Every entry is to be written out word for word.

▶ _Referring expression pointing data_
──────────────────────────────

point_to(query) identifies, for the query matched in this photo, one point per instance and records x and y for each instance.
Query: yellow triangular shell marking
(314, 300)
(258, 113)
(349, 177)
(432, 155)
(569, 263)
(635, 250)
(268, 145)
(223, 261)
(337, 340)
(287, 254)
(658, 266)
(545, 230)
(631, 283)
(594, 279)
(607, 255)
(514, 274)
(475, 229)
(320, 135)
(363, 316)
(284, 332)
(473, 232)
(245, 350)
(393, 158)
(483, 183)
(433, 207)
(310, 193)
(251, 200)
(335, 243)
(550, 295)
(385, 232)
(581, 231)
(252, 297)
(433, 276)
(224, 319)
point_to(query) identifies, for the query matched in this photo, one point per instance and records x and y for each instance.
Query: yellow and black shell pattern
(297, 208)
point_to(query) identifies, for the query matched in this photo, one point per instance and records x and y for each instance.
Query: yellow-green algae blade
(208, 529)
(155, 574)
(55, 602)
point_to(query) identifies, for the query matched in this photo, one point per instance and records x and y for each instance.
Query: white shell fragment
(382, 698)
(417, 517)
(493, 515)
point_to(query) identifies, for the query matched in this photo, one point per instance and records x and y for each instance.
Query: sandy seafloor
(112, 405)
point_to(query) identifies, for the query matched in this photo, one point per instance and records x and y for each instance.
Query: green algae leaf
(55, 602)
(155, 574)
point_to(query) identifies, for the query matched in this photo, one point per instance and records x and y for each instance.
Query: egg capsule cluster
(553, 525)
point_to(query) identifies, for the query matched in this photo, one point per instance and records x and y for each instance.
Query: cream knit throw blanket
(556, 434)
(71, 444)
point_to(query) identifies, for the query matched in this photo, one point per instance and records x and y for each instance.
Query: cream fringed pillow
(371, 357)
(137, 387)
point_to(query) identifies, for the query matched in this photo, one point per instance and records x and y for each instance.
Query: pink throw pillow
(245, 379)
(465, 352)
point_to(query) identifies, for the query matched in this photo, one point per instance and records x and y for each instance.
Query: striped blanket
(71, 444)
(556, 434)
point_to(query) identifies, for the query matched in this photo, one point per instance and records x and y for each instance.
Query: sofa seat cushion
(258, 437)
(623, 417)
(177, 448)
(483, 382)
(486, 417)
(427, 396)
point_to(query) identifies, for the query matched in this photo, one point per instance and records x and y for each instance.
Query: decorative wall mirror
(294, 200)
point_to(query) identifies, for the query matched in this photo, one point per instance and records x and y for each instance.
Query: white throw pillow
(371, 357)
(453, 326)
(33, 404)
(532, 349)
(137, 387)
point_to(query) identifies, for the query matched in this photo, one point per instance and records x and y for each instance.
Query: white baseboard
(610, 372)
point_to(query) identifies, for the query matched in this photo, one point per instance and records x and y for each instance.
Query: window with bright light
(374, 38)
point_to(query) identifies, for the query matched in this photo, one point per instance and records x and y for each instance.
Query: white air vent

──────────────────────────────

▶ _Answer section_
point_to(query) identifies, for the query matched in this photo, one point per instance and records x and y for each instance.
Query: yellow triangular shell marking
(314, 300)
(258, 113)
(349, 177)
(432, 155)
(569, 263)
(635, 250)
(268, 145)
(223, 261)
(337, 340)
(287, 254)
(658, 266)
(545, 230)
(631, 283)
(594, 279)
(607, 255)
(514, 274)
(475, 229)
(320, 135)
(363, 316)
(284, 332)
(473, 232)
(245, 350)
(393, 158)
(483, 183)
(433, 207)
(310, 193)
(251, 200)
(335, 243)
(550, 295)
(385, 232)
(581, 231)
(252, 297)
(433, 276)
(224, 319)
point_to(query) identifies, for the query matched in this photo, one point per instance and records x and y for each instance.
Query: yellow and black shell pattern
(297, 208)
point_to(query) identifies, for the query matched in this photo, one point per instance and records x and y for each instance.
Query: yellow-green algae blade
(208, 529)
(155, 574)
(55, 602)
point_to(query) identifies, for the query matched in this photo, one point per instance and records x and y for each instance.
Query: white shell fragment
(382, 698)
(417, 517)
(493, 515)
point_to(query) identifies, for the query matched in this photo, one point per instance and records x and y for each instance.
Query: sandy seafloor
(112, 405)
point_to(query) identifies, for the query matched in this photo, one point per instance and records x and y for each instance.
Query: green algae leaf
(55, 602)
(155, 574)
point_to(query) identifies, for the query matched in this photo, one point per instance and records x and y for each instance.
Query: egg capsule cluster
(553, 525)
point_to(query) identifies, for the query matched in this photo, one point per instance and records x and y for each instance.
Query: cream knit throw blanket
(556, 434)
(71, 444)
point_to(query) identifies, for the query matched in this photo, one point per instance and records x and y for each instance.
Query: cream fringed pillow
(371, 357)
(137, 387)
point_to(query) identifies, for the query matched in this photo, one point per instance and records x and y for each instance.
Query: pink throw pillow
(245, 379)
(465, 352)
point_to(query) identifies, for the query matched in this photo, one point per instance and records x and y for each instance.
Query: striped blanket
(71, 444)
(556, 434)
point_to(query) identifies, for the query matched in this photo, one point per instance and records x and y for each instance.
Query: sofa seat cushion
(258, 437)
(623, 417)
(177, 448)
(483, 382)
(486, 417)
(427, 396)
point_to(query) identifies, for the query matched in this photo, one point per instance and records x and y for each instance.
Query: decorative wall mirror
(294, 200)
point_to(query) identifies, for the query matched in this photo, one point per instance and records x and y for each instance.
Query: white throw pillow
(371, 357)
(453, 326)
(33, 404)
(532, 349)
(137, 387)
point_to(query) identifies, for the query matched in this photo, one point per instance and records x and y for each instance.
Query: white baseboard
(610, 372)
point_to(query) identifies, for the query matched in this photo, one point per instance and records x and y for each instance.
Query: window with bright light
(374, 38)
point_to(query) identifies, for the query matched in this photo, one point per instance and records x and y for each instance.
Query: white air vent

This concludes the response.